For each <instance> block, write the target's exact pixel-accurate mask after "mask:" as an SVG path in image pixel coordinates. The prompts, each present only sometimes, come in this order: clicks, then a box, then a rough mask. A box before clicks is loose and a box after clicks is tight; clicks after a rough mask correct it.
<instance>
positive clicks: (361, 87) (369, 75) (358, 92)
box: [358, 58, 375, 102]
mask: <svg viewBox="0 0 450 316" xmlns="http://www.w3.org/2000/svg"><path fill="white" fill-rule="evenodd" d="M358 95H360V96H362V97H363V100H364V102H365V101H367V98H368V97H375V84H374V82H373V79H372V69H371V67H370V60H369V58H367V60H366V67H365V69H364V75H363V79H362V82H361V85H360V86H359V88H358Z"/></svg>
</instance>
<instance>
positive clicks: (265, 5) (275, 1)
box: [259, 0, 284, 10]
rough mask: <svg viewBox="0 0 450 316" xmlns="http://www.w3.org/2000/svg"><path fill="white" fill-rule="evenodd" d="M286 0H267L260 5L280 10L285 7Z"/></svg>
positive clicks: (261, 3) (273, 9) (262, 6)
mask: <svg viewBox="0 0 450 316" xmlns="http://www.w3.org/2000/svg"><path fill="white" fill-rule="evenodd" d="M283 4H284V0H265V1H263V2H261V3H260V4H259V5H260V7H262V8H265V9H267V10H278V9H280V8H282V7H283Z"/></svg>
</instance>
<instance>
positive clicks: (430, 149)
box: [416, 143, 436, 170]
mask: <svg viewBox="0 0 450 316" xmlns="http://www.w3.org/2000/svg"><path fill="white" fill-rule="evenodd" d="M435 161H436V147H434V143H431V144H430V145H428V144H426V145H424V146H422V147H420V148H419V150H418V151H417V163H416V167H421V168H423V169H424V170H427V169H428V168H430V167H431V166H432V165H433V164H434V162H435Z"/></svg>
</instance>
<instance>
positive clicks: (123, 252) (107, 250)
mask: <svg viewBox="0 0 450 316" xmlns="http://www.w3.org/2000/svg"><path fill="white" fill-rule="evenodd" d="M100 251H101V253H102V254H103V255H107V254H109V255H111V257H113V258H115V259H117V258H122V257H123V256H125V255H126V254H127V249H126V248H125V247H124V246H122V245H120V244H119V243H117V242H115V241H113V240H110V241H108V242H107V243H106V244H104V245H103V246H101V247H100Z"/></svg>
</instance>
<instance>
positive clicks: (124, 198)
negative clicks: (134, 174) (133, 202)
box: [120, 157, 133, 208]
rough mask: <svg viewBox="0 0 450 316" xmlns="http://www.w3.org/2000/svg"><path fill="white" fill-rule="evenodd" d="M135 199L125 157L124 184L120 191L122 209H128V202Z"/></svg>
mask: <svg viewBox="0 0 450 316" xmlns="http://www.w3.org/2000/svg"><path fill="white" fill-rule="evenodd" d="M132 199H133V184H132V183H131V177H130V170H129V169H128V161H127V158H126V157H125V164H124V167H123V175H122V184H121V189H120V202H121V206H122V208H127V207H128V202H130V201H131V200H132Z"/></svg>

=====

Task instructions: Write out every entry above, word for word.

The completed task:
For each <instance> block, write the target's exact pixel-accurate mask after "mask:" as an SVG path in image pixel coordinates. The prompts, each present only sometimes, come in this order: clicks, then a box, then a rough mask. A box before clicks is loose and a box after clicks is tight; clicks after a rough mask correct it.
<instance>
positive clicks: (361, 87) (369, 75) (358, 92)
box: [358, 58, 375, 102]
mask: <svg viewBox="0 0 450 316" xmlns="http://www.w3.org/2000/svg"><path fill="white" fill-rule="evenodd" d="M358 95H360V96H362V97H363V100H364V102H365V101H367V98H368V97H375V84H374V82H373V79H372V69H371V67H370V60H369V58H367V60H366V67H365V69H364V75H363V79H362V82H361V85H360V86H359V88H358Z"/></svg>
</instance>
<instance>
positive clicks: (265, 5) (275, 1)
box: [259, 0, 284, 10]
rough mask: <svg viewBox="0 0 450 316" xmlns="http://www.w3.org/2000/svg"><path fill="white" fill-rule="evenodd" d="M286 0H267L260 5L280 10L285 7Z"/></svg>
positive clicks: (261, 3) (273, 9) (262, 6)
mask: <svg viewBox="0 0 450 316" xmlns="http://www.w3.org/2000/svg"><path fill="white" fill-rule="evenodd" d="M283 4H284V0H265V1H263V2H261V3H260V4H259V5H260V7H262V8H265V9H267V10H278V9H280V8H282V7H283Z"/></svg>
</instance>
<instance>
positive clicks: (430, 149)
box: [416, 143, 436, 170]
mask: <svg viewBox="0 0 450 316" xmlns="http://www.w3.org/2000/svg"><path fill="white" fill-rule="evenodd" d="M435 161H436V147H434V143H431V144H430V145H428V144H426V145H424V146H422V147H420V148H419V150H418V151H417V163H416V167H421V168H423V169H424V170H427V169H428V168H430V167H431V166H432V165H433V164H434V162H435Z"/></svg>
</instance>
<instance>
positive clicks: (123, 252) (107, 250)
mask: <svg viewBox="0 0 450 316" xmlns="http://www.w3.org/2000/svg"><path fill="white" fill-rule="evenodd" d="M100 251H101V253H102V254H103V255H107V254H109V255H111V257H113V258H115V259H117V258H122V257H123V256H125V255H126V254H127V249H126V248H125V247H124V246H122V245H120V244H119V243H117V242H115V241H113V240H110V241H108V242H107V243H106V244H104V245H103V246H101V247H100Z"/></svg>
</instance>
<instance>
positive clicks: (124, 198)
negative clicks: (134, 174) (133, 202)
box: [120, 157, 133, 208]
rough mask: <svg viewBox="0 0 450 316" xmlns="http://www.w3.org/2000/svg"><path fill="white" fill-rule="evenodd" d="M135 199L125 157L124 184L120 191L122 209H128V202Z"/></svg>
mask: <svg viewBox="0 0 450 316" xmlns="http://www.w3.org/2000/svg"><path fill="white" fill-rule="evenodd" d="M132 199H133V184H132V183H131V177H130V170H129V169H128V161H127V158H126V157H125V164H124V167H123V175H122V184H121V189H120V202H121V206H122V208H127V207H128V202H130V201H131V200H132Z"/></svg>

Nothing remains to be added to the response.